Task instructions -
Reproduce all of the rows below word for word, leaving the pictures out.

══ Dataset extract ══

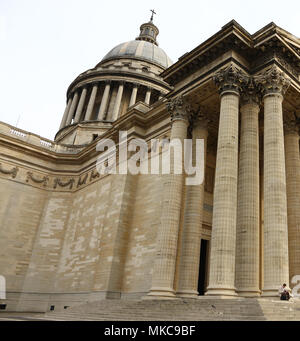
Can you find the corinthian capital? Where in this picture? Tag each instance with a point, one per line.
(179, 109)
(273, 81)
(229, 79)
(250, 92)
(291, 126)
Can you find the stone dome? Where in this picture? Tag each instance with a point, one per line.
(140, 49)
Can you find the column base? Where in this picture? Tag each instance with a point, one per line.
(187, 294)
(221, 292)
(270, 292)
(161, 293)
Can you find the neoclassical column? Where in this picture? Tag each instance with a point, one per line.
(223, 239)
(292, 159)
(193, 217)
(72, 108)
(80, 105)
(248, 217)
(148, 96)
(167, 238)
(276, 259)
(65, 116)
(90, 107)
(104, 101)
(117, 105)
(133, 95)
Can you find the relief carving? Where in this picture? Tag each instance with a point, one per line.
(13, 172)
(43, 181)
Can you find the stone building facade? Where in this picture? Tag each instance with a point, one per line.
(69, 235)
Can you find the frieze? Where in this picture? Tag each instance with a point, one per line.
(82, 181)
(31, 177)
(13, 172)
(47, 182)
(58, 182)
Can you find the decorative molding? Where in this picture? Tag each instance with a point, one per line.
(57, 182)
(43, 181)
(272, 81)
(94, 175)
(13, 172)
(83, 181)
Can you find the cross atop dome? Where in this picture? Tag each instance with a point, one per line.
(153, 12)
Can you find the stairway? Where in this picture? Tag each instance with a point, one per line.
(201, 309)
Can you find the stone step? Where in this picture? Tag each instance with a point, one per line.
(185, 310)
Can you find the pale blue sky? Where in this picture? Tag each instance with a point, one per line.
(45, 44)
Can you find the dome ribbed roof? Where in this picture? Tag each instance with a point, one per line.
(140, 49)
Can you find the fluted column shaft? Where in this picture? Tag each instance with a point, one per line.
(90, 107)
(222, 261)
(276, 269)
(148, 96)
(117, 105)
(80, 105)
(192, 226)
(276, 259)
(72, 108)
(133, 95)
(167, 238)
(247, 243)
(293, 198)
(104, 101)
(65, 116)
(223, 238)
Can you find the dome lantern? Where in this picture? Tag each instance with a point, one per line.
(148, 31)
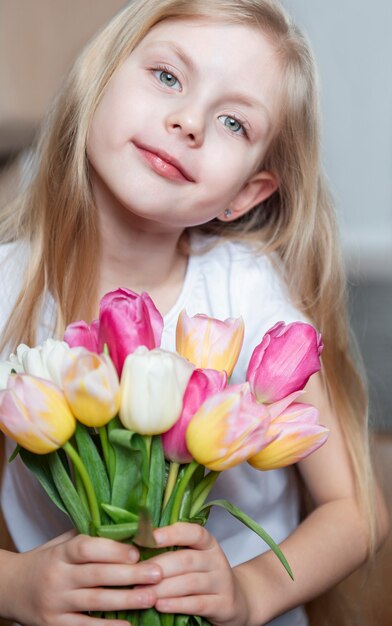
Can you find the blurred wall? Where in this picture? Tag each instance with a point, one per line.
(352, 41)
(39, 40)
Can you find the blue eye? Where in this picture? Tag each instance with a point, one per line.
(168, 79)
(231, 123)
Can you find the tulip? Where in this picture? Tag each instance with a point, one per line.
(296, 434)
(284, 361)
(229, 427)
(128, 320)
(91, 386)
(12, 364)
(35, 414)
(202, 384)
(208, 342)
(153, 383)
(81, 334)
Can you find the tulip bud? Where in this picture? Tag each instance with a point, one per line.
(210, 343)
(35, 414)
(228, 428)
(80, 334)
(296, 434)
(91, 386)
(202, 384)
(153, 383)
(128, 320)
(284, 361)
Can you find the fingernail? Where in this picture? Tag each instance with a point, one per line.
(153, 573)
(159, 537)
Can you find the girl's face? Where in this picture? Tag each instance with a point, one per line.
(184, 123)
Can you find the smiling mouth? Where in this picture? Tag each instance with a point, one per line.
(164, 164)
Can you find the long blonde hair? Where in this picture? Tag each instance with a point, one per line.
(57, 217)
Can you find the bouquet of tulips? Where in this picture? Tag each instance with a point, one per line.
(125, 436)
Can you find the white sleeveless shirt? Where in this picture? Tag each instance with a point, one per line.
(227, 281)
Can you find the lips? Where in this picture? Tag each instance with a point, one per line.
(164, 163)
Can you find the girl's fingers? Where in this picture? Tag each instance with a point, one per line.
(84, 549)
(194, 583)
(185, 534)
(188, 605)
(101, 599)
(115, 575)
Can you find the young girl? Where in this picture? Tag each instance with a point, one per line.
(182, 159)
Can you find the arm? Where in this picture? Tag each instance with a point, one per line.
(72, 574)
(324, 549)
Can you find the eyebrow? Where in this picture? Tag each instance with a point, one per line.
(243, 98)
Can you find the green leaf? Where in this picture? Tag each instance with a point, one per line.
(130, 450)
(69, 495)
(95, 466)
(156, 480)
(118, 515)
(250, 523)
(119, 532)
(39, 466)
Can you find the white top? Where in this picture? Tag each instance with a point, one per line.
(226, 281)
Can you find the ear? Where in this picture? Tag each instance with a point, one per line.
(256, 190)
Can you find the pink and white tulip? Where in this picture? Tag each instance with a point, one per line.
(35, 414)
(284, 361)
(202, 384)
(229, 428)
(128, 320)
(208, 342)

═══

Expected answer -
Can you find the corinthian capital? Where in this picture? Tag each instance with a point, one per line.
(179, 109)
(273, 81)
(229, 79)
(250, 92)
(291, 126)
Can you find the stone dome? Where in this picture? Tag each instance with a point, one per line.
(140, 49)
Can you find the column base? Where in this picture? Tag each instance with a point, one per line.
(187, 294)
(221, 292)
(270, 292)
(161, 293)
Can you find the neoclassical column? Where in this picture? Tag each instance with a point, one per line.
(223, 239)
(292, 159)
(193, 217)
(72, 108)
(80, 105)
(248, 217)
(148, 96)
(167, 238)
(276, 259)
(65, 116)
(90, 107)
(104, 101)
(117, 105)
(133, 95)
Can you find the relief carving? Where in this picture? Tag each instance with a point, one per line.
(13, 172)
(43, 181)
Can you find the stone building facade? Where in this picture? Tag each instance with a point, one per line.
(69, 235)
Can you find the frieze? Where in this picture? Tag each instance with a point, one per line.
(82, 181)
(31, 177)
(13, 172)
(47, 182)
(58, 182)
Can you find the decorative molding? Where in this picture? Tag each instance with a point, one per line.
(57, 182)
(43, 181)
(272, 81)
(94, 175)
(13, 172)
(83, 181)
Can you find the cross atop dome? Where in this picture? Tag each instance with a point, one per line.
(153, 12)
Can you find the stairway? Where in this picture? Tag each instance with a point, one per line.
(201, 309)
Can you find the stone step? Where in this picture? Tag each instance with a point, one per line.
(185, 310)
Can you find the pale blue sky? Where in this picture? Tag each instance with a point, one per line.
(45, 44)
Can you find the dome ribbed roof? Where in this picture? Tag each instance with a point, one per line.
(140, 49)
Can you find the fluted column shaft? Where in this picture? Tag each instance with a point, one per line.
(90, 107)
(222, 261)
(276, 269)
(148, 96)
(117, 105)
(80, 105)
(192, 226)
(276, 259)
(72, 108)
(133, 95)
(167, 238)
(247, 243)
(293, 198)
(104, 101)
(65, 116)
(223, 238)
Can you find the dome lantern? Where in this picture? Tag each instance with a point, one per line.
(148, 31)
Can you find the blurred wall? Where in this picture? Tag each instance with a point, one per line.
(352, 41)
(39, 40)
Can you find the blue eye? Where in this picture? Tag each instance with a point, one per line.
(168, 79)
(231, 123)
Can you find the tulip? Where in this picture? Tag each instance with a point, one per line.
(296, 434)
(284, 361)
(229, 427)
(128, 320)
(91, 386)
(12, 364)
(35, 414)
(202, 384)
(208, 342)
(153, 383)
(81, 334)
Can you find the tulip bud? Where in this picture? Tag each instance with a point, one per line.
(210, 343)
(35, 414)
(228, 428)
(80, 334)
(296, 434)
(91, 386)
(202, 384)
(153, 383)
(128, 320)
(284, 361)
Can you find the fingernail? Where in this picture? Tag each instance with a point, one per line.
(153, 573)
(159, 537)
Can you find the girl's face? Where in this picture? Tag each instance with a point, one per line.
(184, 123)
Can you find the smiling mouth? Where in this picture? Tag each instance with a point, one per line.
(164, 164)
Can you find the long blonde hair? Where in this picture? Tag each instance with a point, one per line.
(57, 217)
Can you find the bouquet of tulips? Where in this picture? Tag each instance with a point, one per line.
(125, 436)
Can you find the white sleeveless shirt? Where in this picture? Tag each instance with a point, one per line.
(227, 281)
Can you find the lips? Where in this picture? Tag each instance with a point, one per line.
(164, 163)
Can you find the girl's fingers? Where in this picture? Tag each instance with a point, one per line.
(84, 549)
(194, 583)
(185, 534)
(188, 605)
(101, 599)
(115, 575)
Can you find the young girl? Where in this picture? Tag each instance with a point, one per line.
(182, 159)
Can you find the arm? Where in this picture? Tag each instance with a point, one per line.
(72, 574)
(324, 549)
Can you find the eyebrow? Where in this picture? Tag each instance with a point, one per line.
(243, 98)
Can you find the green leaf? Where in this picture? Tag each instance with a point, one per line.
(130, 450)
(69, 495)
(95, 466)
(156, 480)
(118, 515)
(250, 523)
(119, 532)
(39, 466)
Can you find the white top? Where in this picture? Tag each instance with a point, one per line.
(226, 281)
Can you find the ear? Where in this picture? Tag each instance with a point, one per line.
(256, 190)
Can you find the pink and white tulip? Where in this picture? Tag each instance with a point, one per line.
(35, 414)
(284, 361)
(202, 384)
(229, 428)
(128, 320)
(208, 342)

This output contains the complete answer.